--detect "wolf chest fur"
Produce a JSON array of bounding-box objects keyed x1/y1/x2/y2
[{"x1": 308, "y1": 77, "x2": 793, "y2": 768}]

######

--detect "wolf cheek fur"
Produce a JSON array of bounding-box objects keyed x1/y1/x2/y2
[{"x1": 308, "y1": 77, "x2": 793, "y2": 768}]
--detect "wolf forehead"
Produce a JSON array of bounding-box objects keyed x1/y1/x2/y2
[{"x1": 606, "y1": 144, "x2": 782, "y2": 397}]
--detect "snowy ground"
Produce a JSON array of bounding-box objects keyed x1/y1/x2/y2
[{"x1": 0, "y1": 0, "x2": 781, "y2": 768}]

######

■ **Exercise task**:
Please return each line from the items above that contains the string "detect". Case counts.

■ **Result for this exercise**:
--detect "wolf chest fur"
--detect "wolf cheek fur"
--detect "wolf forehead"
--detect "snowy ground"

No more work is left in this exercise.